→ Text shown:
** Begin **
Having moved, cleaned, set up and/or thrown away their possessions, the upperclassmen soon were ready for the most unusual ritual of them all rush. It was, as a story in The Dartmouth comments each year, "hectic, exhausting, but very successful." Despite the prophecies a few years ago that fraternities were destined to die, more people rushed and pledged this year than in any year since 1955. But within this neat statistic are some surprising and not wholly unwelcome facts.
The first is that Delta Kappa Epsilon continued on its road to recovery and now has close to a full complement of members. This year it was rushed by a large group and it ended in selecting twenty-two (not counting late rush)
The second is that another house, Alpha Delta Phi, suddenly collapsed in its mass appeal and was able to sink only five new men. This is not to deprecate AD, but rather to show that the total number of pledges (490) was extraordinary indeed. Some houses took as many as 28.
The third fact is that Spring Term visitations seemed to take at least some of the confusion out of the whole process. Many more sophomores knew exactly where they were going. The number of those who visited only two or three houses on the first night of rush was significant enough to make this point.
The tail end of freshman visitations is dirty rush. Dirty rush is one of those entrenched things that goes on all the time, but that no one admits exists. It is not safe to admit it since the rules against indoctrinating an innocent freshman before the magic time of sophomore year are explicit and bear heavy penalties. It is currently the contention of many sophomores that dirty rush is the key to untangling the mess that fall rush is. Fall rush allows too little time, it depends too much upon superficial impressions, and it is generally a horrible strain on both houseman and rushee. Given a chance as many were after last term's visitations —to be dirty rushed, a man can learn more, just as a fraternity can learn more. Perhaps another useless rule will someday fall before the great god of convenience and progress.
But to revert to the freshmen. The first great task a freshman has in the fall (after finding the way to Thayer Hall and discovering whether Gerry and Bradley Halls are really part of the campus) is to aid in the construction of the bonfires —which, incidentally, are on the verge of becoming extinct for want of railroad ties - may it not be so! A certain number of ties were collected and carefully divided among the three home games by Nick Perencevich '69. The freshmen gathered those for the Holy Cross game and began building the fire on Tuesday. Such was their spirit that it was half-finished by Tuesday night.
Such was their trust that no guard was placed around the structure and somebody crept forward in the dark of midnight to drench the thing in gasoline and set it afire. Amid the howls of the soon assembled freshmen, the whole thing went up, so to speak, in smoke. It made a spectacular, if premature, fire but its loss meant a miniature fire on Friday. A wild rumor almost caused the sacking of the Alphi Chi Alpha house. It seems that someone attributed the blaze to the sophomore pledges of that house and it did not take long for the assemblage to react. Fortunately the movement was stopped and Alphi Chi made the requisite denials the next day. The general outrage did not prevent an abortive attempt on the newly built fire the next night. This time, the frosh were ready.
** End **
→ Extracted entries:
** Begin **
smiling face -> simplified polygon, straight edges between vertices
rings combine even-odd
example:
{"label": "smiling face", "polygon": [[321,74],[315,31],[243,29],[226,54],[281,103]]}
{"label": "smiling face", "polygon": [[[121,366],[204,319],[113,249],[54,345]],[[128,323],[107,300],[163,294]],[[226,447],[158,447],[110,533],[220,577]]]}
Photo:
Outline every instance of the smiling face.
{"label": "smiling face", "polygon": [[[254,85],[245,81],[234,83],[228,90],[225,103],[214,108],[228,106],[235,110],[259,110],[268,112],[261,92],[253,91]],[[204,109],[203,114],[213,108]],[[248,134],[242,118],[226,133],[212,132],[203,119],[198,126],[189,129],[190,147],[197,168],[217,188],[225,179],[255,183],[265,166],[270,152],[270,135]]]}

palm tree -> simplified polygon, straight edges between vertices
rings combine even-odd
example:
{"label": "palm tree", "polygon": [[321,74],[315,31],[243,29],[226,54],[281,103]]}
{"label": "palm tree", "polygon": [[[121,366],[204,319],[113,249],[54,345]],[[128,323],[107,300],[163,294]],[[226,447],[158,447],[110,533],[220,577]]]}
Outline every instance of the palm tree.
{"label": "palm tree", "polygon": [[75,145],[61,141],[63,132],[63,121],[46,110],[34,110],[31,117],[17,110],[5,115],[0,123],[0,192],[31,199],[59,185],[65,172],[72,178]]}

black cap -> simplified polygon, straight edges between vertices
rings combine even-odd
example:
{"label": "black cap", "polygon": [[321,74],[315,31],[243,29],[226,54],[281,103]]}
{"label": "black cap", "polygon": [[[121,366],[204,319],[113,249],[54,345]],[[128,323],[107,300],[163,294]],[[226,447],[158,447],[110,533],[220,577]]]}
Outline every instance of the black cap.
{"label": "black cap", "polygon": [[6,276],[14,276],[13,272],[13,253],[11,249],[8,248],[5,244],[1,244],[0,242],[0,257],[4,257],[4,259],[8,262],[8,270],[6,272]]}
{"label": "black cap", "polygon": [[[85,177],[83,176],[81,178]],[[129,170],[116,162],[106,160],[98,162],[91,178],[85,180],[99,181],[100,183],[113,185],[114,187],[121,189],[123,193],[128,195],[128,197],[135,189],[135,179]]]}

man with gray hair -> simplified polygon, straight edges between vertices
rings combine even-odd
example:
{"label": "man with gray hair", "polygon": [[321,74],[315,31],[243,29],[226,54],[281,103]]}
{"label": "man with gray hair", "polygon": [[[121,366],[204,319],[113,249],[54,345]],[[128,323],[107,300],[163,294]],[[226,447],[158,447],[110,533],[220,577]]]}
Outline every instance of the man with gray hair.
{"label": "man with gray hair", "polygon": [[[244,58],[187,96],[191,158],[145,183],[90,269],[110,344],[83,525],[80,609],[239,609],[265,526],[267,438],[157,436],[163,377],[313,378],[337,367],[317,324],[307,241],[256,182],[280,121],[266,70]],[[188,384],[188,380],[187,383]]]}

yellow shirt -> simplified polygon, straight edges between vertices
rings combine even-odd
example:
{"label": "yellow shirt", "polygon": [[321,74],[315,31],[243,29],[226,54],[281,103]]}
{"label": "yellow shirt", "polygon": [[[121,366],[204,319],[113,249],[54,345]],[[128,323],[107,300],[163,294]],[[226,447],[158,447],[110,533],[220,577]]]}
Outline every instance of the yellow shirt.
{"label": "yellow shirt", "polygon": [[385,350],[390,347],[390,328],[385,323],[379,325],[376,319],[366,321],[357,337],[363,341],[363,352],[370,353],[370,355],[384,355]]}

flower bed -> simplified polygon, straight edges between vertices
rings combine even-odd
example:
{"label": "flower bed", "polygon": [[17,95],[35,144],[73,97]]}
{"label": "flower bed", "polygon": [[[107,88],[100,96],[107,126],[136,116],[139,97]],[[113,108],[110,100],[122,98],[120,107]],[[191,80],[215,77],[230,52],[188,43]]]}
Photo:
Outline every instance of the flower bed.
** End **
→ Stated goal: Extend the account of fall rush and the freshman bonfire at Dartmouth, picking up after its final sentence.

→ Answer for this exercise:
BUT all that is, more or less, superficial campus life. Underneath is an ever-growing movement which will soon affect the reputation of the whole school. It's the movement of revolt.
To be sure, it broke to the surface last year, but the demonstration at the time of the Wallace incident was more a premature explosion than anything else. What is happening now is more definite, more widespread, and more capable of shattering an antiquated image than a few emotional people. Even if it makes no headlines?
The movement is spreading in various areas. The most obvious is the protest against the war in Vietnam. What was last year a sporadic affair, more bent on dramatic gestures and long-winded speeches, has been becoming a stable part of the Dartmouth community.
Hardly a day goes by that some new paper decrying some aspects of a mismanaged conflict isn't thrust under your door. And these are not, for the most part, sloppy polemics. They're reprints of Senate speeches, sections from new books about the war, and original pieces with enough depth to give them weight.
A movement of active resistance to the war has taken firm hold among a large segment of the concerned undergraduate body. One recent handout contained the names of 26 undergraduates who pledged to resist induction, despite the exile, imprisonment, or fine that might conceivably be the result. Some perhaps are immature boys caught up in the glamor of their own revolt, but by no means all are this way. One, for example, is a member in good standing of Palaeopitus.
Their faculty mentor is the controver- sial assistant professor of Chinese, Jonathan Mirsky, whose appeal as a teacher may be judged by the fact that close to 30 students signed up for his difficult course of Comparative Literature 15 (the course was supposed to be limited to 15). Professor Mirsky is eager and articulate, although at times a little over-enthusiastic. He had experience in the area of Vietnam and his knowledge and judgment helped keep the embryo movement alive throughout last year.
One of the biggest manifestations of the movement so far has been the attempt to rally people for the massive march on Washington in October. The distance was great, but there were still people willing to contribute their time and money to protest what they feel is un-American and unjust.
But Vietnam is only one issue. Another is coeducation. Last year this subject evoked a long stream of rather similar and boring letters concerning Dartmouth's "isolated campus" and the dateless horror that freshman year is to many. This year the letters have thankfully disappeared and in their place is a serious and involved group of students who are currently working on a comprehensive report on the possible benefits and drawbacks of changing Dartmouth into a coed college.
These men are talking in terms of ten, maybe twenty years of slow transformation. They are studying the experience of other schools that underwent a similar changeover. They are considering the possibility of having a one-term exchange program with a girls' school, involving about 100 students. They are working quietly, to be sure, but they are working and they plan to have their report finished sometime during the Winter Term.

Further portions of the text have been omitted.